# PROBLEM TO SOLVE
Could you copy exactly the line that contains "x=591, y=277" and every line after it to the end of the records, and nothing more?

Collection entries
----

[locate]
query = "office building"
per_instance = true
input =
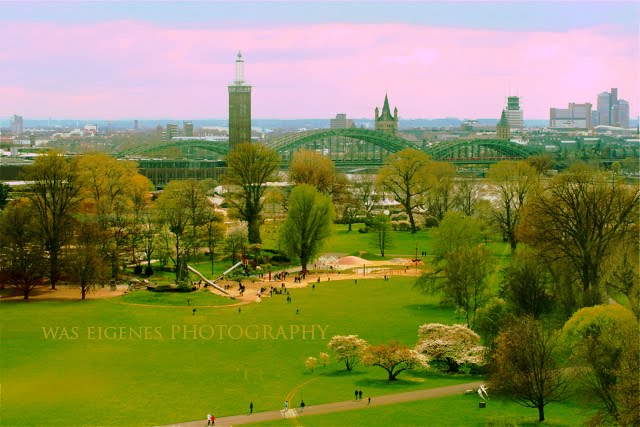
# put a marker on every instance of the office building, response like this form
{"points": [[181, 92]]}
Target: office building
{"points": [[340, 122], [17, 124], [188, 128], [613, 111], [502, 130], [576, 116], [239, 108], [515, 116], [385, 121]]}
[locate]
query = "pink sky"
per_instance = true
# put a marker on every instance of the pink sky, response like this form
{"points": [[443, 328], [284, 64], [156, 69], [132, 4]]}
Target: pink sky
{"points": [[135, 69]]}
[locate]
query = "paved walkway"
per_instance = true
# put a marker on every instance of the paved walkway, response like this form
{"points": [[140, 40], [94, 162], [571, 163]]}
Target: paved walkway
{"points": [[334, 407]]}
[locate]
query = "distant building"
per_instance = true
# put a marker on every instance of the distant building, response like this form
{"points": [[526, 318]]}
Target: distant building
{"points": [[502, 130], [188, 128], [385, 121], [613, 111], [577, 116], [515, 115], [340, 122], [239, 108], [170, 132], [17, 124]]}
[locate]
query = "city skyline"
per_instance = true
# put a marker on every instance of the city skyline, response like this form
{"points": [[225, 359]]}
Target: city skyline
{"points": [[314, 59]]}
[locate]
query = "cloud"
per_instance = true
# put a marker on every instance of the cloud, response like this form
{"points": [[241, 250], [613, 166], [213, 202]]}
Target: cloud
{"points": [[130, 68]]}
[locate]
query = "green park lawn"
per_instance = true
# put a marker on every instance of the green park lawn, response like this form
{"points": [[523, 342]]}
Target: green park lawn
{"points": [[451, 411], [148, 359], [97, 376]]}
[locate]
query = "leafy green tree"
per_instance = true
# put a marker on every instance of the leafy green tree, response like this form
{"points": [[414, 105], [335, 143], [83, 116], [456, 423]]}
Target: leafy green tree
{"points": [[453, 345], [579, 220], [54, 187], [525, 366], [605, 350], [512, 184], [347, 349], [381, 235], [394, 358], [249, 168], [5, 189], [308, 224], [21, 248], [405, 177], [527, 285]]}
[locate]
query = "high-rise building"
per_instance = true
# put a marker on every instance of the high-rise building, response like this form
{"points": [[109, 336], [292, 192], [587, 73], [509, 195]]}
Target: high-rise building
{"points": [[613, 111], [340, 122], [17, 124], [623, 113], [172, 130], [515, 116], [577, 116], [502, 130], [385, 121], [239, 108], [188, 128]]}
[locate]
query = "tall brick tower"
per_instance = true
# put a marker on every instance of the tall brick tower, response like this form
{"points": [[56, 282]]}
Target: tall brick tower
{"points": [[239, 108]]}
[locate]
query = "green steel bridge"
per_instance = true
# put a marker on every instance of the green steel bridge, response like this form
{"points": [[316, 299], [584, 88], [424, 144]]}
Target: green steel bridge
{"points": [[349, 148]]}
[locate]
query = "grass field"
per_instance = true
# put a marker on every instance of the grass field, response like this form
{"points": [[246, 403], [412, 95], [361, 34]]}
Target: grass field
{"points": [[147, 358], [96, 376], [452, 411]]}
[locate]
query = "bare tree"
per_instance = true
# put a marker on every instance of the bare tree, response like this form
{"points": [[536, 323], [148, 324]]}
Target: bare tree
{"points": [[249, 168]]}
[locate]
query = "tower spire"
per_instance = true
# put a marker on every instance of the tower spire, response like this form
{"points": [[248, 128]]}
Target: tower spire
{"points": [[239, 69]]}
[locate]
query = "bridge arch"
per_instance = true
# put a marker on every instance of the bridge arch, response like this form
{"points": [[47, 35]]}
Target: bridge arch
{"points": [[352, 145]]}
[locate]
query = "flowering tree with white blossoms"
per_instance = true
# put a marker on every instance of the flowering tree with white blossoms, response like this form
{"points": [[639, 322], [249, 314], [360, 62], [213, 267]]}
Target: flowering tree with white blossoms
{"points": [[454, 345], [393, 358], [347, 348]]}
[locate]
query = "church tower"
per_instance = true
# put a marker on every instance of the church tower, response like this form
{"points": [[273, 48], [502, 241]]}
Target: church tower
{"points": [[503, 130], [239, 108], [385, 121]]}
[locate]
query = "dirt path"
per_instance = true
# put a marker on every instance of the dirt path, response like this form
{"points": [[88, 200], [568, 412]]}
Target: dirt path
{"points": [[335, 407]]}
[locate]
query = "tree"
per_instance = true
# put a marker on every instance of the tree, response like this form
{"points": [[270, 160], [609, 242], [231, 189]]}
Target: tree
{"points": [[441, 196], [111, 189], [394, 358], [466, 196], [236, 241], [405, 176], [21, 247], [525, 366], [54, 189], [527, 285], [347, 348], [365, 191], [308, 223], [5, 189], [249, 168], [453, 345], [512, 184], [311, 167], [578, 220], [604, 348], [381, 236], [462, 279], [86, 264], [182, 206], [310, 363]]}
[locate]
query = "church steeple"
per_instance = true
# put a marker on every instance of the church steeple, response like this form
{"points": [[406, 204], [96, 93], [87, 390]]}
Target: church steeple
{"points": [[384, 120]]}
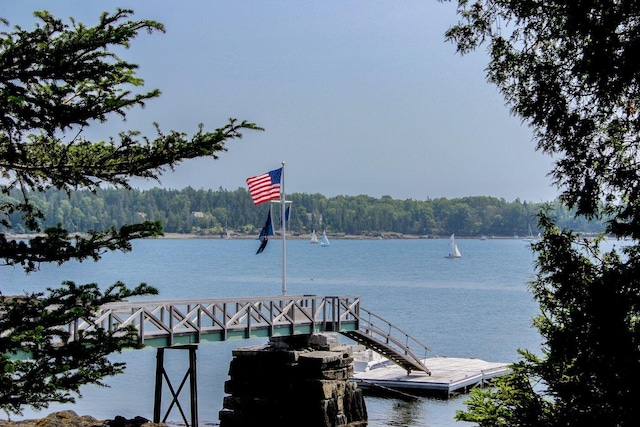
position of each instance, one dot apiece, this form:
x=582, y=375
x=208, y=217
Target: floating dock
x=449, y=376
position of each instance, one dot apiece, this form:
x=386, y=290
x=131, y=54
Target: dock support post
x=161, y=377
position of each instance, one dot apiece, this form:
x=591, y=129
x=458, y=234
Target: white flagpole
x=284, y=232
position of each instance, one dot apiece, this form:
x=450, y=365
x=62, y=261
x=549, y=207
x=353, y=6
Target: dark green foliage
x=357, y=215
x=37, y=326
x=56, y=80
x=569, y=69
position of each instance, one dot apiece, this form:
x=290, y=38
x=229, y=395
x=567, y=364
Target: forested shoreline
x=211, y=212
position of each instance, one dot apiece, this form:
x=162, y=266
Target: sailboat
x=323, y=240
x=453, y=248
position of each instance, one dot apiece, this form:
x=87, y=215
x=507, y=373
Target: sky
x=357, y=97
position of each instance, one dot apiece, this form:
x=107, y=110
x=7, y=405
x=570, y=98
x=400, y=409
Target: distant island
x=221, y=213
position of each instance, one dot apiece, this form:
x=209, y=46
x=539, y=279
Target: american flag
x=265, y=187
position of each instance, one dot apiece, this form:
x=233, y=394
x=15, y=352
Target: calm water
x=476, y=306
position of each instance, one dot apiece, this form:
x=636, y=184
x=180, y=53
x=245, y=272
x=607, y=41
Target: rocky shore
x=71, y=419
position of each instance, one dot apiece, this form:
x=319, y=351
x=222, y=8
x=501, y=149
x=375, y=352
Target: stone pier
x=293, y=381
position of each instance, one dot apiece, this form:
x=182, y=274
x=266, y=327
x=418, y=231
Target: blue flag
x=267, y=230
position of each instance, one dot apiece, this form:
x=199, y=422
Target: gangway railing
x=390, y=341
x=184, y=322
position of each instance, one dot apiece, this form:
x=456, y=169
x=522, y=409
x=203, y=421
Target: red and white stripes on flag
x=265, y=187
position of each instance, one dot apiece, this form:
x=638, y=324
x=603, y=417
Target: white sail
x=453, y=248
x=324, y=241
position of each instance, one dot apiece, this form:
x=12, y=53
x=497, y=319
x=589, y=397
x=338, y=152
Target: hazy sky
x=358, y=97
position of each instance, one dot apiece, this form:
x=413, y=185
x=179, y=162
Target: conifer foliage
x=569, y=70
x=55, y=81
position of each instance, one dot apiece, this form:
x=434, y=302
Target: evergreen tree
x=569, y=69
x=55, y=81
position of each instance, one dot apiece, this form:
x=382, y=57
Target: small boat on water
x=324, y=241
x=453, y=248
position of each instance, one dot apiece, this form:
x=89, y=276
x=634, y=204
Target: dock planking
x=449, y=376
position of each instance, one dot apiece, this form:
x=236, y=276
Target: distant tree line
x=210, y=212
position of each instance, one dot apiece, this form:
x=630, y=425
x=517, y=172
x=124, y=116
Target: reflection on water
x=476, y=306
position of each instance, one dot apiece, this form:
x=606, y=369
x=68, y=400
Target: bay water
x=475, y=306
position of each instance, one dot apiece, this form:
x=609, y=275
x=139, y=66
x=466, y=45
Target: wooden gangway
x=185, y=322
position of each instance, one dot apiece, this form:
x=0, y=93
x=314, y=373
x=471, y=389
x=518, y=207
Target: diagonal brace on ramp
x=388, y=340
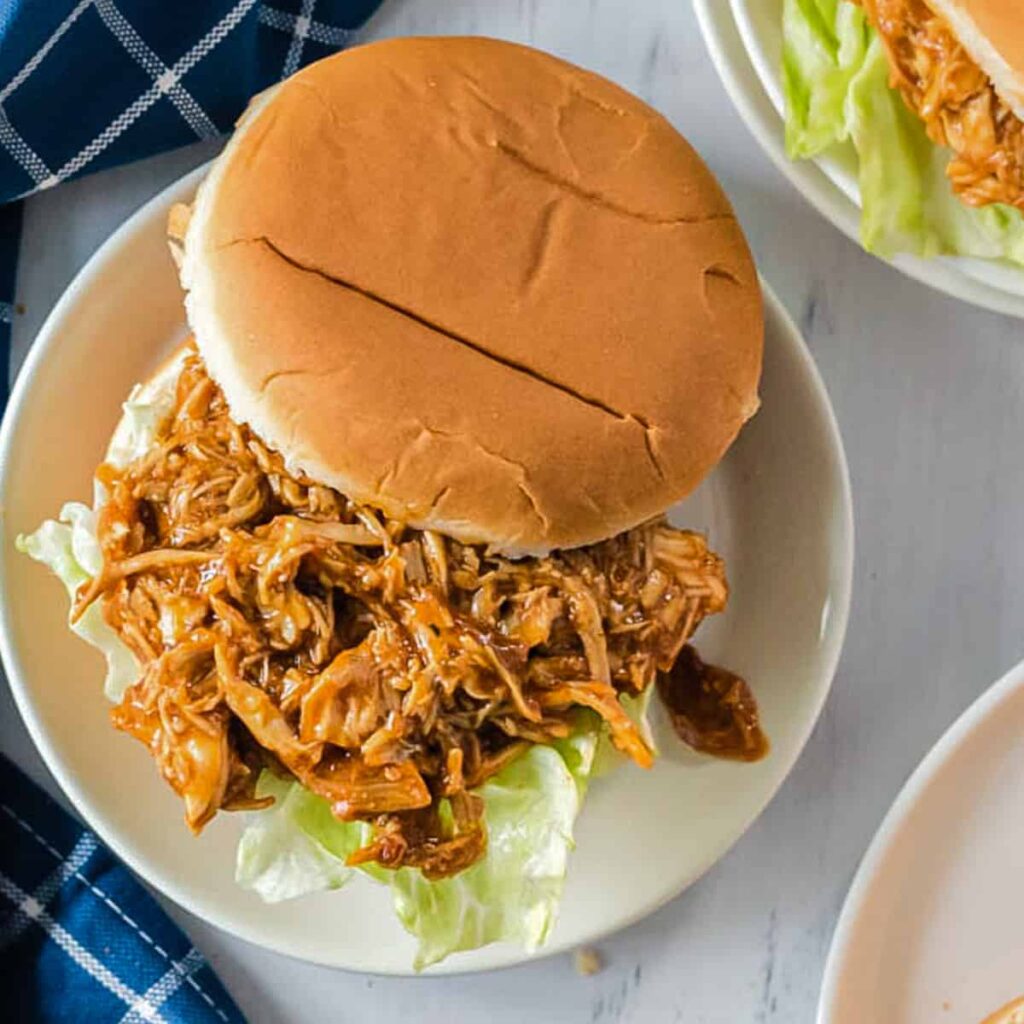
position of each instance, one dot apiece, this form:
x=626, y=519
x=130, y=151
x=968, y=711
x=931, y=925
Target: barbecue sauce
x=712, y=710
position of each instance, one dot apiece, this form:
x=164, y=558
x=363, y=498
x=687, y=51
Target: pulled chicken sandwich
x=386, y=541
x=278, y=622
x=960, y=67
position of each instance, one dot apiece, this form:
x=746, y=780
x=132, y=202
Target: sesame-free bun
x=992, y=33
x=477, y=288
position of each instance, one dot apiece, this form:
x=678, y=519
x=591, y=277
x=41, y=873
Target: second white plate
x=931, y=930
x=744, y=41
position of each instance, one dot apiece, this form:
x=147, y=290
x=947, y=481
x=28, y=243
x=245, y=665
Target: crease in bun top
x=960, y=67
x=467, y=320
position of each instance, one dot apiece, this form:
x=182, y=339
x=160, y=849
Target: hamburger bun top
x=992, y=33
x=477, y=288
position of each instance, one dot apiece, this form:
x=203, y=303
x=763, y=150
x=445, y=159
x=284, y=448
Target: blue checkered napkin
x=93, y=83
x=80, y=939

----

# RESULT BELOW
x=591, y=277
x=41, y=873
Target: second white plate
x=931, y=930
x=744, y=41
position of each instance, one dot apiece, this form:
x=147, y=290
x=947, y=481
x=28, y=243
x=245, y=665
Target: crease in bun top
x=960, y=67
x=467, y=320
position of each instance, one dot apiece, this form:
x=182, y=339
x=160, y=849
Target: hamburger bun top
x=992, y=33
x=477, y=288
position of each instance, one dot apiece, this form:
x=203, y=303
x=763, y=150
x=445, y=159
x=284, y=448
Target: blue checkered napkin
x=93, y=83
x=80, y=939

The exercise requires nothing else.